### [PROBLEM]
Count the lines in the items below that contain the word "vest". State only the number.

━━━━━ DATASET EXTRACT

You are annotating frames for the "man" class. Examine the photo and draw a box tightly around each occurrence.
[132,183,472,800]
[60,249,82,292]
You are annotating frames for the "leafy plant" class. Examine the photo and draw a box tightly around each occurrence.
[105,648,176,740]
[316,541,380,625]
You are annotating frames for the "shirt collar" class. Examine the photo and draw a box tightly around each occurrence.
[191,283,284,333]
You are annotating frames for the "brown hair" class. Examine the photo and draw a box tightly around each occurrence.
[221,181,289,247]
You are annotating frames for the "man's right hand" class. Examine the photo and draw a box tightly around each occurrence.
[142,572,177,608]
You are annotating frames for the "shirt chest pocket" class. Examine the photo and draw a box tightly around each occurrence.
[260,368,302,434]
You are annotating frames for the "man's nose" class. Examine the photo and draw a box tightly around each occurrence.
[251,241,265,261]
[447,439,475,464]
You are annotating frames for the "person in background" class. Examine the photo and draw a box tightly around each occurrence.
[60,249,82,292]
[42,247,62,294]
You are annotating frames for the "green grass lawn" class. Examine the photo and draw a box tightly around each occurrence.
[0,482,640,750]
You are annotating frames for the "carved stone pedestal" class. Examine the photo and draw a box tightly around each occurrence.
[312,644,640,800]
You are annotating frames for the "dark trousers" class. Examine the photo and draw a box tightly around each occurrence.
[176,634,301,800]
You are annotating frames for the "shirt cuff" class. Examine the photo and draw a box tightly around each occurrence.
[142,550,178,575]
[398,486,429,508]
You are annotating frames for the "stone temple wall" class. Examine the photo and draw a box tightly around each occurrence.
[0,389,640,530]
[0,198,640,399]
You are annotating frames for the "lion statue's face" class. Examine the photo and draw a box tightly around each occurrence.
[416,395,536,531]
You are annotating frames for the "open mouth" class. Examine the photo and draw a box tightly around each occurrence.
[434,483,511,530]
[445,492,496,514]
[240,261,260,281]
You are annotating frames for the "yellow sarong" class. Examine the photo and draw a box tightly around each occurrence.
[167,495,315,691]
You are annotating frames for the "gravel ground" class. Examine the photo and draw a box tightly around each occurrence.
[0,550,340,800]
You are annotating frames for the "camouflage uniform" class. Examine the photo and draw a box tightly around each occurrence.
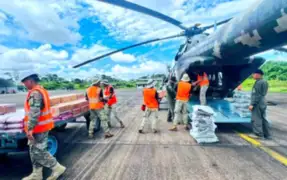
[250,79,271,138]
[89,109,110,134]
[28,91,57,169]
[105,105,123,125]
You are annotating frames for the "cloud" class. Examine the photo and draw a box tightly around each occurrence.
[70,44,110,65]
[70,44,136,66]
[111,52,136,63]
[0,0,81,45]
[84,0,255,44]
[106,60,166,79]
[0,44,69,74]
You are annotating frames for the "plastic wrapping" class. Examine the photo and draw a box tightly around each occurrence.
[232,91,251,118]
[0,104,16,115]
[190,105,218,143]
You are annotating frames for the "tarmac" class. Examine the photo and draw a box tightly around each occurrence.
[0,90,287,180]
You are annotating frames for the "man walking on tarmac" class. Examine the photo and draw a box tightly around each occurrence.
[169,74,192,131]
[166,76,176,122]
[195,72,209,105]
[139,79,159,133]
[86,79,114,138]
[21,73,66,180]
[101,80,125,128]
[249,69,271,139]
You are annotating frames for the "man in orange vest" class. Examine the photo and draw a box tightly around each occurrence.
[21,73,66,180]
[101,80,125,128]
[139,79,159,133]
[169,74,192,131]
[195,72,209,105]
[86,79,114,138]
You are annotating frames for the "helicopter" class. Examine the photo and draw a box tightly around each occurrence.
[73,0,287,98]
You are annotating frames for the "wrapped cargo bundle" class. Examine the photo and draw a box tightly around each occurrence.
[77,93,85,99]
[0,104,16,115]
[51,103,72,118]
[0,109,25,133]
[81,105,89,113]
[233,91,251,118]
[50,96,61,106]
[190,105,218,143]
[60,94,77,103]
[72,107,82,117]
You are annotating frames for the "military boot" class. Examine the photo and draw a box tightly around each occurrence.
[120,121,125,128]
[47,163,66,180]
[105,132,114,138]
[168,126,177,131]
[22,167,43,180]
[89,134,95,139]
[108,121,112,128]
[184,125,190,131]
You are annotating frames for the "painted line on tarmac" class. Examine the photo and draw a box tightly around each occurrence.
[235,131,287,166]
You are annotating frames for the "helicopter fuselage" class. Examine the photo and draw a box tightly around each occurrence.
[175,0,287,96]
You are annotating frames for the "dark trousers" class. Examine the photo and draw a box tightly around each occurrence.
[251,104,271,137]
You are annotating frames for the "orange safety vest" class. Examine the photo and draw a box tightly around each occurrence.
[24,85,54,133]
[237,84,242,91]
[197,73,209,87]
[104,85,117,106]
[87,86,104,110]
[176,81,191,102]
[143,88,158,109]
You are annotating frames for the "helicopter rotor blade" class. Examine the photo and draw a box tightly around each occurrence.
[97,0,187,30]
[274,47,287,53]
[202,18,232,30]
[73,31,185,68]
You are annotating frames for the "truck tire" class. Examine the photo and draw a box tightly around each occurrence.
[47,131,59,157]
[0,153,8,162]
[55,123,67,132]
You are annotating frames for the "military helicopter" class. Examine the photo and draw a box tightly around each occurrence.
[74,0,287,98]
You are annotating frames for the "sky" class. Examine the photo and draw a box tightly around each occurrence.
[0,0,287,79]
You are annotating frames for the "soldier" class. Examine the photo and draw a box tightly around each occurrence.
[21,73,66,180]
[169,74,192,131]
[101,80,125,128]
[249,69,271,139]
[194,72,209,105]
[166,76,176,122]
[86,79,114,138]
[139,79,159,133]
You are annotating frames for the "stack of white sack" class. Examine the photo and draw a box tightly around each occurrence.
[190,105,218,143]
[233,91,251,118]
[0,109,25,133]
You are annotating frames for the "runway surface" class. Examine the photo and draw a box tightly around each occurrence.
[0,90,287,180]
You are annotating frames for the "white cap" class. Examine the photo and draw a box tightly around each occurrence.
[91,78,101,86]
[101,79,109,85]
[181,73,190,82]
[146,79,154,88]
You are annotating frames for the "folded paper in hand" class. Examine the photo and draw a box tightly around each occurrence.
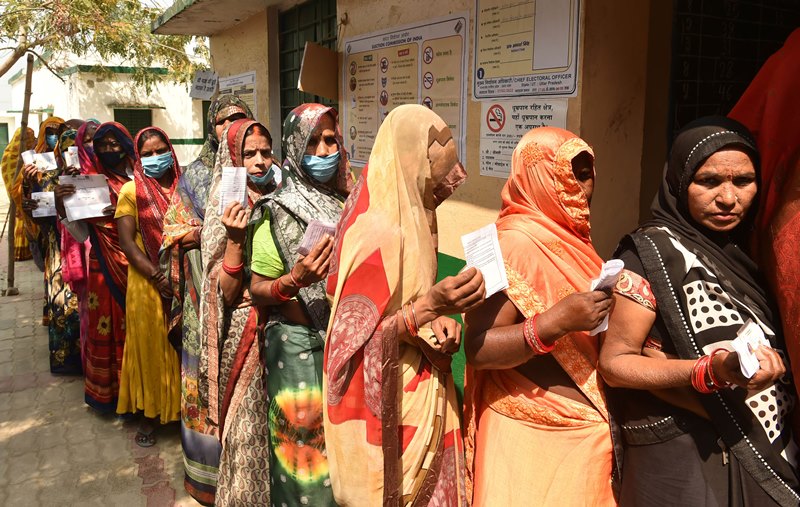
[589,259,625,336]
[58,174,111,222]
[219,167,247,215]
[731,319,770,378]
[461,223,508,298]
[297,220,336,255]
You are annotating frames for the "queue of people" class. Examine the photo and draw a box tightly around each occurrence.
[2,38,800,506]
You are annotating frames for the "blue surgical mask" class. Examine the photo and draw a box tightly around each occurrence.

━━━━━━━━━━

### [FINAL RESULT]
2